### Aim
Rewrite the material below with each occurrence of "tuples" changed to "pairs", keeping everything else identical.

[BEGIN Provided material]

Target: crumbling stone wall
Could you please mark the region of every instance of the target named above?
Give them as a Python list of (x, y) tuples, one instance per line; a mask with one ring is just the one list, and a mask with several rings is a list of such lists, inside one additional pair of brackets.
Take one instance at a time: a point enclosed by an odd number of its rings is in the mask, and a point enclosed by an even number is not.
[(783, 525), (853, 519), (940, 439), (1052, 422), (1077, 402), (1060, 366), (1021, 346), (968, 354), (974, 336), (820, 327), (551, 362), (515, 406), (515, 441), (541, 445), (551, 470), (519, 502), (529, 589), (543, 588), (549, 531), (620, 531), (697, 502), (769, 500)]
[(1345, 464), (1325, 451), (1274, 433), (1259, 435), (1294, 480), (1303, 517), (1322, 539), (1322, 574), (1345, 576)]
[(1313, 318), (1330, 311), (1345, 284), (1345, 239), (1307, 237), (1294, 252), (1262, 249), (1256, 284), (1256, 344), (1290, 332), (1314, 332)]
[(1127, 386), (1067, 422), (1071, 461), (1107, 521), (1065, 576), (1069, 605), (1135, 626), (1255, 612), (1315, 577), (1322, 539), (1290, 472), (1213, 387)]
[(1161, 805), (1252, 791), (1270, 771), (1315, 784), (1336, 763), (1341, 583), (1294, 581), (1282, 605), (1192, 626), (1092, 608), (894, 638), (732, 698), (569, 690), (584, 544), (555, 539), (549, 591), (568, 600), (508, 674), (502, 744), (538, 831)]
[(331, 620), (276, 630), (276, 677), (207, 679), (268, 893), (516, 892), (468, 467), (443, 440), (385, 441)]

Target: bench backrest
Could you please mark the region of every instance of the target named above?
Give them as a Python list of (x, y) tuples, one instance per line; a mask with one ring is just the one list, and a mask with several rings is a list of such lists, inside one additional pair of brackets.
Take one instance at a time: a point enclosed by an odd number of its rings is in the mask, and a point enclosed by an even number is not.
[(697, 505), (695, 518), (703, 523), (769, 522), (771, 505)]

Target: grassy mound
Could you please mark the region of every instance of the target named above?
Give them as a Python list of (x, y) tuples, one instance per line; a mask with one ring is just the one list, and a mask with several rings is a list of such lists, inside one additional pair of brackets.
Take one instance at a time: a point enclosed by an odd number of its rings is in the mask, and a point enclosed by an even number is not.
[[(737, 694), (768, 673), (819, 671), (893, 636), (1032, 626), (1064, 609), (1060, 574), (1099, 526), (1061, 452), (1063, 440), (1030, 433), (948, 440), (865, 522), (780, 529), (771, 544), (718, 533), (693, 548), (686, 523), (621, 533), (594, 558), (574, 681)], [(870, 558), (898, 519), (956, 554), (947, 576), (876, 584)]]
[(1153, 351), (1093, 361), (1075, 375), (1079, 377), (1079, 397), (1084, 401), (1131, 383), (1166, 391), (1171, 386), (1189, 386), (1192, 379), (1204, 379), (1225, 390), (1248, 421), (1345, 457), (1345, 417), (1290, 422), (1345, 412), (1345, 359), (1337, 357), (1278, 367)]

[END Provided material]

### Complete answer
Target: crumbling stone wall
Could you please mark the region of every instance of the target named above?
Give them as a Python list of (x, y) pairs, one instance per line; a mask with one ring is just the one list, and a mask with several rings is a list of such lists, inside one additional pair of brackets.
Take one instance at a time: a point enclosed by an odd number of its rings is in the mask, and a point enclosed by an even number is not.
[(783, 525), (853, 519), (940, 439), (1052, 422), (1077, 402), (1060, 366), (1021, 346), (968, 354), (974, 336), (820, 327), (551, 362), (515, 406), (515, 441), (541, 445), (551, 470), (519, 502), (529, 589), (543, 588), (549, 531), (620, 531), (697, 502), (769, 500)]
[(1345, 464), (1325, 451), (1274, 433), (1259, 435), (1294, 480), (1303, 517), (1322, 539), (1322, 574), (1345, 576)]
[(1313, 318), (1330, 311), (1345, 284), (1345, 239), (1307, 237), (1294, 252), (1262, 249), (1256, 284), (1256, 344), (1290, 332), (1314, 332)]
[(1127, 386), (1067, 422), (1071, 461), (1107, 521), (1065, 576), (1069, 605), (1135, 626), (1255, 612), (1315, 577), (1322, 539), (1290, 472), (1213, 387)]
[(1161, 805), (1252, 791), (1270, 771), (1315, 784), (1336, 763), (1341, 583), (1294, 581), (1282, 605), (1192, 626), (1092, 608), (894, 638), (732, 698), (569, 690), (584, 544), (555, 539), (549, 591), (568, 600), (508, 674), (502, 744), (538, 831)]
[(331, 620), (276, 630), (276, 677), (207, 679), (268, 893), (516, 892), (468, 467), (443, 440), (385, 441)]

Target: bench backrest
Could you please mark the region of every instance of the target named above?
Give them as a Python list of (x, y) pairs, one instance per line; a mask with one ring is just the one list, and a mask with several rings is a list of such lists, inside one additional pair of brackets.
Take one instance at a time: a point enclosed by an odd number of its rings is in the mask, and a point enclosed by an even number is not.
[(697, 505), (695, 518), (703, 523), (769, 522), (771, 505)]

Target: grassy mound
Could you please mark the region of every instance of the target named above?
Give them as a Python list of (x, y) pairs, one instance per line; a mask with one ring is just the one list, and a mask with several rings is a list of such lists, inside one additional pair of brackets.
Take one instance at a time: a point enclosed by an odd number of its rings is in the mask, and a point enclosed by an even number is not.
[[(737, 694), (768, 673), (819, 671), (893, 636), (1032, 626), (1064, 609), (1060, 574), (1099, 526), (1061, 452), (1063, 440), (1030, 433), (948, 440), (865, 522), (780, 529), (771, 544), (718, 533), (693, 548), (686, 523), (621, 533), (594, 558), (574, 681)], [(870, 558), (898, 519), (956, 554), (947, 576), (876, 584)]]
[(1153, 351), (1093, 361), (1075, 375), (1079, 377), (1079, 397), (1084, 401), (1131, 383), (1166, 391), (1171, 386), (1189, 386), (1192, 379), (1204, 379), (1225, 390), (1248, 421), (1345, 457), (1345, 417), (1290, 422), (1345, 412), (1345, 359), (1337, 357), (1278, 367)]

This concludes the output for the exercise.